• _Extract provided_:
┄┄┄┄┄┄┄┄┄┄┄┄┄┄┄┄┄┄┄┄

Why Do We Have Waste?

Henry Ford cut waste by using boards from packing crates for Model T floorboards.

Recycling is becoming firmly entrenched in society. Kids in school are taught the merits of recycling paper, plastics, and the like, and are successfully shaming their parents into changing their behavior.

Green building programs promote job-site recycling. This is all well and good, but it occurs to me that the problem is much larger and systemic than simply figuring out what to do with the waste that we create. What we need to do is figure out how to eliminate waste. By that I don’t mean just being better about ordering our materials so we end up with less waste; we need to strive for eliminating the concept of “waste” entirely.

Lessons from the past

When Henry Ford gave orders to his suppliers for his early cars, he included tight specifications for the wood crates, which he reused for the floorboards on the assembly line. The boards were cut to size and provided for free by his vendors. Ford successfully eliminated one waste stream by turning it into a raw material requiring no shipping or processing.

As far back as the 19th century, mills shipped their grain in bulk sacks, which were then turned into clothing by millions of customers. This practice became so popular that the bag mills began printing decorative patterns on the inside of the bags to make the resulting clothes more attractive. Customers anxiously awaited each year’s new pattern, and people all over the country would step out in matching clothes each season after their bags were empty.

Cabinets and Cheerios

In our current high-volume/big-box society where the lowest price rules, the products we purchase have been manufactured thousands of miles away, and so require extensive disposable packaging to keep them safe on their long journey to store shelves. From light fixtures to kitchen cabinets to flat-screen TVs to Cheerios, virtually everything we buy comes packaged for the convenience of the seller and shipper in virtually indestructible packaging made of cheap, often nonrecyclable material. This places a burden on the environment that most take no responsibility for.

Can we shift or are we just shiftless?

Construction waste is a systemic problem that cannot be solved until we take a hard look at how we live, including the materials we use to build our homes. I am not naïve enough to think that we can eliminate all waste, but I do think that with some careful consideration of the products we use and where we get them from, we can reduce the amount of waste we produce. Locally produced products require shorter shipping distances and less protective packaging, meaning savings on transportation costs and greenhouse gas emissions, as well as less trash to discard or recycle.

┄┄┄┄┄┄┄┄┄┄┄┄┄┄┄┄┄┄┄┄

• _Rows_:
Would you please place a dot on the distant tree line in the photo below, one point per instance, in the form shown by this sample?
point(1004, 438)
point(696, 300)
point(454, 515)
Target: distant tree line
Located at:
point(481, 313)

┄┄┄┄┄┄┄┄┄┄┄┄┄┄┄┄┄┄┄┄

• _Goal 1_: In the piece on waste, why do the products we buy today need extensive disposable packaging?
• _Goal 2_: From the piece on waste, duplicate the stretch from "As far back" through "bags were empty.".
• _Goal 3_: According to the piece on waste, what did millions of customers make from the bulk sacks that mills shipped grain in?

• _Task answer 1_: They are manufactured thousands of miles away, so they need extensive disposable packaging to keep them safe on the long journey to store shelves.

• _Task answer 2_:
As far back as the 19th century, mills shipped their grain in bulk sacks, which were then turned into clothing by millions of customers. This practice became so popular that the bag mills began printing decorative patterns on the inside of the bags to make the resulting clothes more attractive. Customers anxiously awaited each year’s new pattern, and people all over the country would step out in matching clothes each season after their bags were empty.

• _Task answer 3_: They made clothing from them.